##### Provided material

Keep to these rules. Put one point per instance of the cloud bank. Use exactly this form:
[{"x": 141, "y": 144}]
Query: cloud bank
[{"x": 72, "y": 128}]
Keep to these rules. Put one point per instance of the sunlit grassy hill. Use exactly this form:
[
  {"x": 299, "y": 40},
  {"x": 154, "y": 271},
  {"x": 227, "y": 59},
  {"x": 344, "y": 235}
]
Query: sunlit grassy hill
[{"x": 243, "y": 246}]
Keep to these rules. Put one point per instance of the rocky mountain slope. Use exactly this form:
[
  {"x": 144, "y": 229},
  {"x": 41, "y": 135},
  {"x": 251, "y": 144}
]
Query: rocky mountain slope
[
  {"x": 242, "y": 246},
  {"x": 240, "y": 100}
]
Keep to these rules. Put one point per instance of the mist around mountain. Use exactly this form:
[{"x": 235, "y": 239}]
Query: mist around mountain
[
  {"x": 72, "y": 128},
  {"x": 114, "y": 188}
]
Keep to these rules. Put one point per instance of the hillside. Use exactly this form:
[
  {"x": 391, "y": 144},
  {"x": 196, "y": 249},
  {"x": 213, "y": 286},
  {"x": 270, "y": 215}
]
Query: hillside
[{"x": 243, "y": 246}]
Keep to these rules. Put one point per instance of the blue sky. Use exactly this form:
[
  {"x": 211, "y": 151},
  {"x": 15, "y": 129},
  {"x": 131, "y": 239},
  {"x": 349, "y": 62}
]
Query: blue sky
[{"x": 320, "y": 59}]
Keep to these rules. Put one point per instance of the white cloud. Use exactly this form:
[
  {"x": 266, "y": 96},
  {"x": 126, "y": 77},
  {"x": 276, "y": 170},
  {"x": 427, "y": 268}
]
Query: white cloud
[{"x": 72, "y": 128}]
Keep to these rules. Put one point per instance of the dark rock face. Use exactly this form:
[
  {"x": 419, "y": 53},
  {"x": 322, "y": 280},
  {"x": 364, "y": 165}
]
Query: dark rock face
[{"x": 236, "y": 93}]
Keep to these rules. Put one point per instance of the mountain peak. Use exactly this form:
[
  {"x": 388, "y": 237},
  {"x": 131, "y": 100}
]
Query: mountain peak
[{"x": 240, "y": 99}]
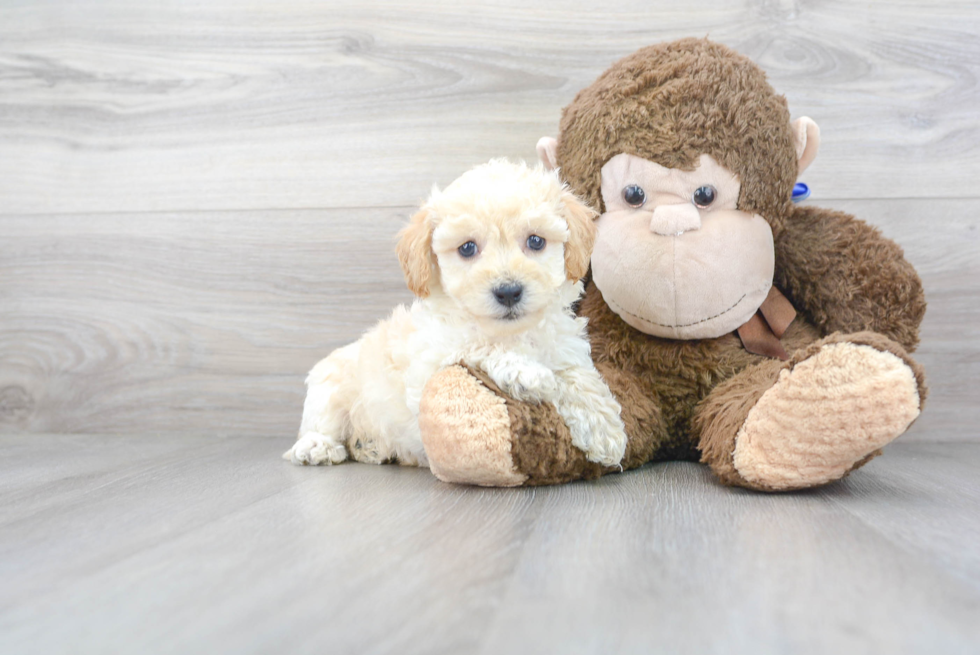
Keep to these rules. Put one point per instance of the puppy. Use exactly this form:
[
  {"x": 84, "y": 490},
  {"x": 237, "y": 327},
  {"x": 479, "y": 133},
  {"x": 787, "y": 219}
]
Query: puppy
[{"x": 495, "y": 261}]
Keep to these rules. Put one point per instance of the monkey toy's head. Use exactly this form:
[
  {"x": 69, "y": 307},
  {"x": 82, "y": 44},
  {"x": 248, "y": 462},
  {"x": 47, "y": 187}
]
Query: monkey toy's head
[{"x": 691, "y": 157}]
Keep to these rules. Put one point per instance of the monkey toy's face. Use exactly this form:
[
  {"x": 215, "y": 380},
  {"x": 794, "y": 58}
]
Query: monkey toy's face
[{"x": 674, "y": 257}]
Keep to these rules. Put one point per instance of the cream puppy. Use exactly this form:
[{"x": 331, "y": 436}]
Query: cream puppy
[{"x": 495, "y": 261}]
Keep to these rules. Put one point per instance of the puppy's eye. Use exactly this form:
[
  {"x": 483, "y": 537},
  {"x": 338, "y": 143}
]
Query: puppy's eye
[
  {"x": 634, "y": 196},
  {"x": 704, "y": 196}
]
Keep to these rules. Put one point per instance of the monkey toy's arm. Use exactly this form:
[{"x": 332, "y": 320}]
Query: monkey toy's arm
[{"x": 846, "y": 277}]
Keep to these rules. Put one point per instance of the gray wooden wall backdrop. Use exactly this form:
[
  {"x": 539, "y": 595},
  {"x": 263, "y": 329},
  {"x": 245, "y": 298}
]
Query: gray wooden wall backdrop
[{"x": 198, "y": 200}]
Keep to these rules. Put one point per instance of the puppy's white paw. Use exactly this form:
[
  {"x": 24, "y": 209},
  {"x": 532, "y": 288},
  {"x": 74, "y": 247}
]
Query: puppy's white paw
[
  {"x": 606, "y": 446},
  {"x": 315, "y": 448},
  {"x": 529, "y": 382}
]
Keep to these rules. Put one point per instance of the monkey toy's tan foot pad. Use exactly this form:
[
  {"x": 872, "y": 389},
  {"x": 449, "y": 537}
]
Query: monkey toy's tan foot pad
[
  {"x": 827, "y": 414},
  {"x": 466, "y": 431}
]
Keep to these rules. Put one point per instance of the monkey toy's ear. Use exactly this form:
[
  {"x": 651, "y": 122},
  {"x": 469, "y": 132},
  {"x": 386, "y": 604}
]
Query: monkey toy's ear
[
  {"x": 806, "y": 138},
  {"x": 548, "y": 152}
]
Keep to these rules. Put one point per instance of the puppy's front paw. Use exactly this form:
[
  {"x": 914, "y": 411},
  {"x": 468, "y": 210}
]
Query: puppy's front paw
[
  {"x": 315, "y": 448},
  {"x": 607, "y": 446},
  {"x": 528, "y": 382}
]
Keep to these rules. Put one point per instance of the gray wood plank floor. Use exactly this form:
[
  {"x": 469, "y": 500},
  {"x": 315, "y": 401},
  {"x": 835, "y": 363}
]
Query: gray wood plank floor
[{"x": 203, "y": 544}]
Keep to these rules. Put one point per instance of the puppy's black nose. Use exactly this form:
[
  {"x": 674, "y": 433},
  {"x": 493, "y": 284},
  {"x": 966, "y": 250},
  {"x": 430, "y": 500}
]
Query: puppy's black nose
[{"x": 508, "y": 295}]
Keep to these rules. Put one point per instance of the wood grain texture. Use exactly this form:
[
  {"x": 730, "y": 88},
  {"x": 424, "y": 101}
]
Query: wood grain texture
[
  {"x": 205, "y": 545},
  {"x": 207, "y": 323},
  {"x": 111, "y": 106}
]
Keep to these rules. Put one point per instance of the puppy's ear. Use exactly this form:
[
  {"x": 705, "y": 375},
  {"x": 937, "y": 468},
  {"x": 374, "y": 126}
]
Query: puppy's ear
[
  {"x": 581, "y": 235},
  {"x": 415, "y": 252}
]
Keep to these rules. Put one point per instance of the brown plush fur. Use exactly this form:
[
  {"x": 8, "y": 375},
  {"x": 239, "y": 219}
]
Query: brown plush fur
[
  {"x": 673, "y": 102},
  {"x": 669, "y": 104}
]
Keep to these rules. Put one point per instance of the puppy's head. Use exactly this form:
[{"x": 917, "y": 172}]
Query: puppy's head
[{"x": 500, "y": 242}]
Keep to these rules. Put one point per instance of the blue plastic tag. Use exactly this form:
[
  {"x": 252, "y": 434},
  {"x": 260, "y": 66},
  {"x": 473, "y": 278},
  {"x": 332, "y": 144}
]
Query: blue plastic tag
[{"x": 800, "y": 192}]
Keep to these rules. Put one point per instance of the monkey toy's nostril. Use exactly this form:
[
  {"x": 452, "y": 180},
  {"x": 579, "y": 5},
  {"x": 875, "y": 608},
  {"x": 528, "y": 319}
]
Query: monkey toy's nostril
[{"x": 508, "y": 295}]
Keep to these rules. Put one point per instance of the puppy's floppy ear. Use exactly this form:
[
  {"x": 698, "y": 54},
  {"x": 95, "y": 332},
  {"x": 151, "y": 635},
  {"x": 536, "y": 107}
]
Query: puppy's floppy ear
[
  {"x": 415, "y": 252},
  {"x": 581, "y": 235}
]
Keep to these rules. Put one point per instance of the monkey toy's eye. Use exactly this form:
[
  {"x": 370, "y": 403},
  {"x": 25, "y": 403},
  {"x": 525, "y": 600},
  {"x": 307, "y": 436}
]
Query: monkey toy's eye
[
  {"x": 634, "y": 196},
  {"x": 534, "y": 242},
  {"x": 704, "y": 196}
]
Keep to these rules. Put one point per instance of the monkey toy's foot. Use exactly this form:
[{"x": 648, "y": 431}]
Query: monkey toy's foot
[{"x": 825, "y": 415}]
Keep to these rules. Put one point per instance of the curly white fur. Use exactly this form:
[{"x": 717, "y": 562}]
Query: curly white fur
[{"x": 363, "y": 399}]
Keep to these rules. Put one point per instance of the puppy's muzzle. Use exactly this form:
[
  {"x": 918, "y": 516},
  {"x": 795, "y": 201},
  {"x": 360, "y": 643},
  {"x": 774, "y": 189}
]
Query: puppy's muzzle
[{"x": 508, "y": 295}]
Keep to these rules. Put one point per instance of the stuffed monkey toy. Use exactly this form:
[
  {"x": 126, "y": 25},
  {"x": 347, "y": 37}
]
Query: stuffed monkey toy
[{"x": 768, "y": 340}]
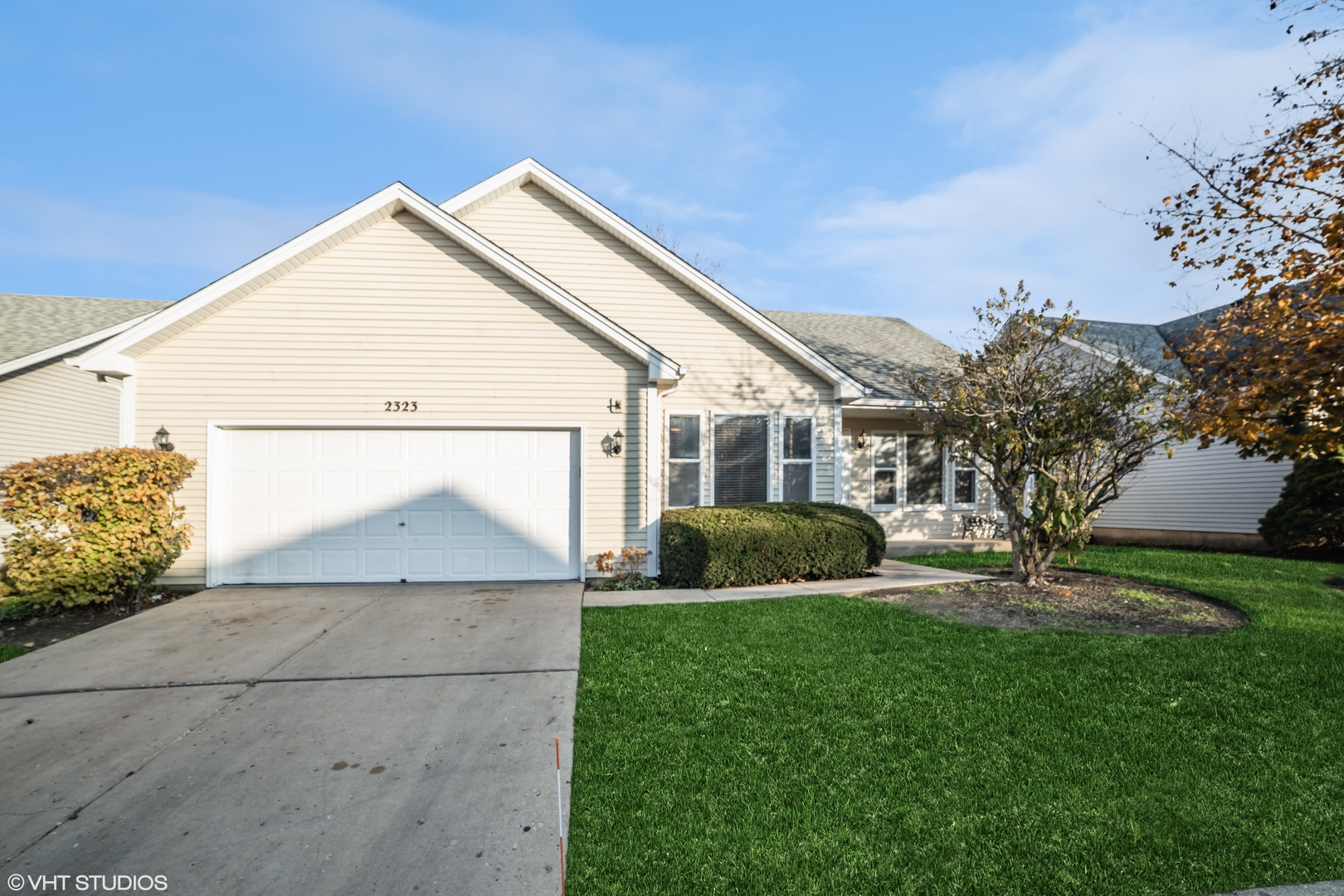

##########

Given task
Repeat the lines from the one holding "of the stuffed" through the end of the material, inclusive, and leave the pictures out of your answer.

Answer below
Keep to these rules. Put one point per instance of the stuffed monkey toy. Use exactly this form:
[
  {"x": 126, "y": 25},
  {"x": 347, "y": 37}
]
Query: stuffed monkey toy
[{"x": 768, "y": 340}]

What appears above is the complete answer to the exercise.